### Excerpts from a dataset
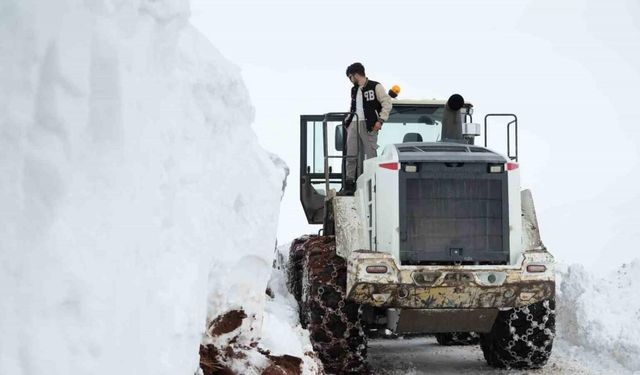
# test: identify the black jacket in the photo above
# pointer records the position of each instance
(370, 102)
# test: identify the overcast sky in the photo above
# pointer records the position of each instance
(570, 70)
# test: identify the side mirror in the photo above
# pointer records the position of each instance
(339, 138)
(470, 129)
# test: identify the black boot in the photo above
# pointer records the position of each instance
(348, 189)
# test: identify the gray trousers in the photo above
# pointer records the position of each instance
(363, 141)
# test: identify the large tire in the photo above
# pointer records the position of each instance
(333, 322)
(457, 338)
(521, 338)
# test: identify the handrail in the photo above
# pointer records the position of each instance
(325, 137)
(514, 122)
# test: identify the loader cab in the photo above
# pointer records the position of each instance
(409, 121)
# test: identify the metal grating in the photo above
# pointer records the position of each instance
(454, 220)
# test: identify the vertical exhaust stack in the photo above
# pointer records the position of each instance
(452, 120)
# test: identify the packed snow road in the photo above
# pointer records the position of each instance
(424, 356)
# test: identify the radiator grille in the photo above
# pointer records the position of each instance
(454, 220)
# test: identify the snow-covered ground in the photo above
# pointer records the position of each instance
(138, 212)
(135, 201)
(598, 333)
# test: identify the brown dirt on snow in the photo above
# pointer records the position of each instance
(226, 323)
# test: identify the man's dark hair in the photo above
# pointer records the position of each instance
(355, 68)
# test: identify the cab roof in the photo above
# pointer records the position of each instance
(426, 102)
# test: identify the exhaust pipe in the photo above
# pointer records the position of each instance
(452, 120)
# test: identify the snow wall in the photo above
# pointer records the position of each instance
(134, 197)
(599, 317)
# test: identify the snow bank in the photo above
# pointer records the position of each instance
(134, 198)
(601, 315)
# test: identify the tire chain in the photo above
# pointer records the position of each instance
(521, 338)
(333, 322)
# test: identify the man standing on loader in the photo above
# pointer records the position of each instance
(372, 105)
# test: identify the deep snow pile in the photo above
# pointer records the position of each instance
(131, 186)
(599, 317)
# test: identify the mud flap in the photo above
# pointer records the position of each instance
(440, 320)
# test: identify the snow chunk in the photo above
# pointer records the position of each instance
(602, 315)
(133, 192)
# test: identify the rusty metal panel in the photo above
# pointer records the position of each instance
(440, 321)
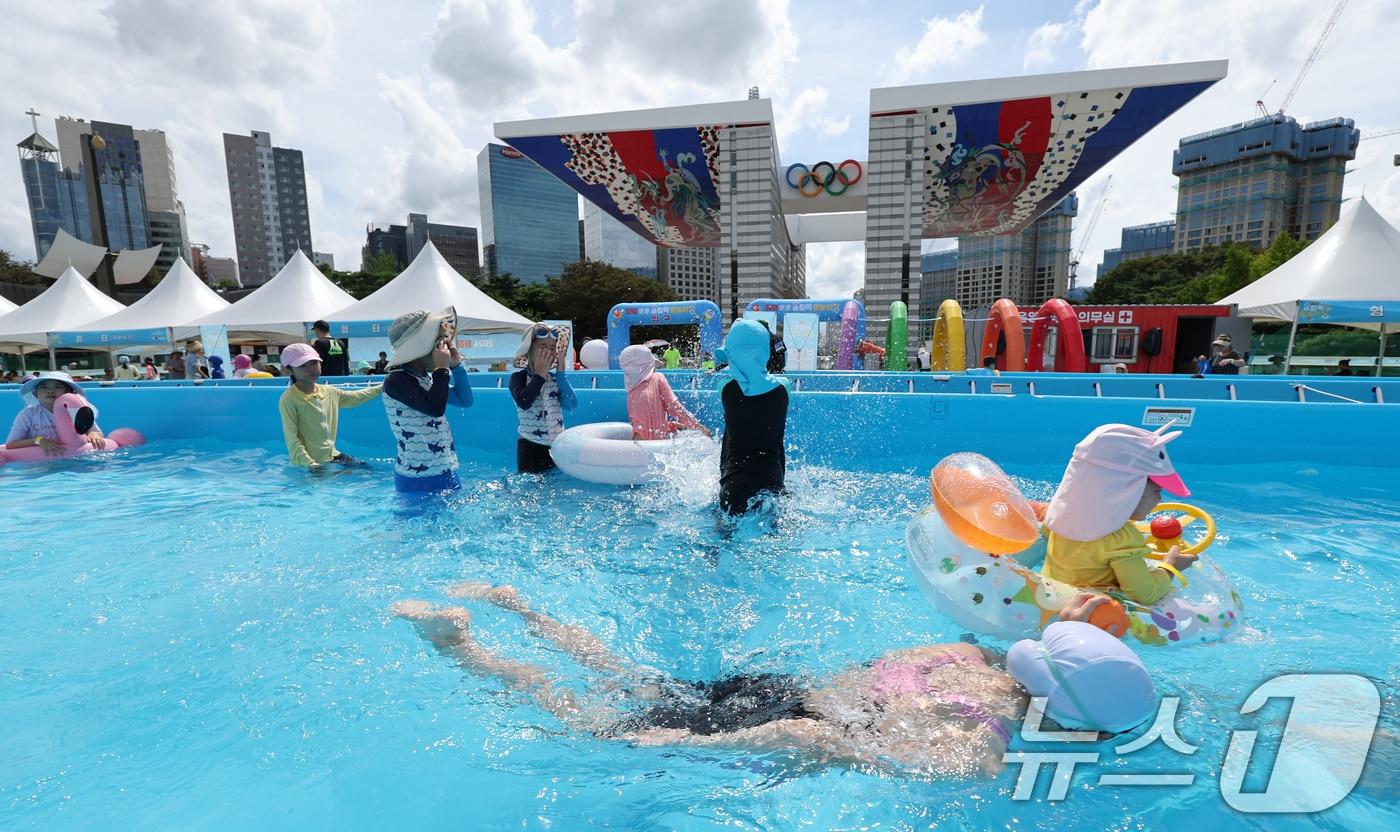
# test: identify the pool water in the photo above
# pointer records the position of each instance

### Task item
The answer must be an exact copy of the lines from the one containing "# test: identify the radiator" through the last line of the records, with no pictures included.

### Written response
# test: identify the radiator grille in the photo above
# pointer records the position of each instance
(454, 220)
# test: identify the snow-covered ground in the photo above
# pointer records the position of each instance
(138, 212)
(135, 201)
(598, 333)
# test: identify the brown dirt on snow in the photo above
# pointer records the position of each instance
(226, 323)
# test: identify the man's dark hair in the photo above
# pointer records the position of each instance
(355, 68)
# test: identify the cab roof in the photo above
# pointer records the position of each instance
(426, 102)
# test: identify the exhaust pipe in the photo above
# pointer records the position of each instance
(452, 120)
# test: identify the snow wall in the photo above
# pointer records the position of each instance
(134, 197)
(599, 317)
# test: identify the snow bank in the photo above
# pointer records the position of each instance
(134, 198)
(601, 315)
# test: identify the tire chain in the photo above
# pointer records the position of each instance
(521, 338)
(333, 322)
# test: identify the man standing on loader in the photo above
# pointer records the position of each instance
(372, 105)
# test: identify the deep snow pile in the photo above
# pointer records the position of each instance
(131, 186)
(599, 317)
# test: identify the mud flap in the photo above
# pointer records the position of each instance
(440, 320)
# test: identify the snow chunk in the photo above
# pointer records the position of each instance
(602, 315)
(133, 192)
# test: identify the rusty metal panel in the photo above
# pointer records the position of each instance
(440, 321)
# test: identify the pool water in the photo above
# pointer records the position of each instance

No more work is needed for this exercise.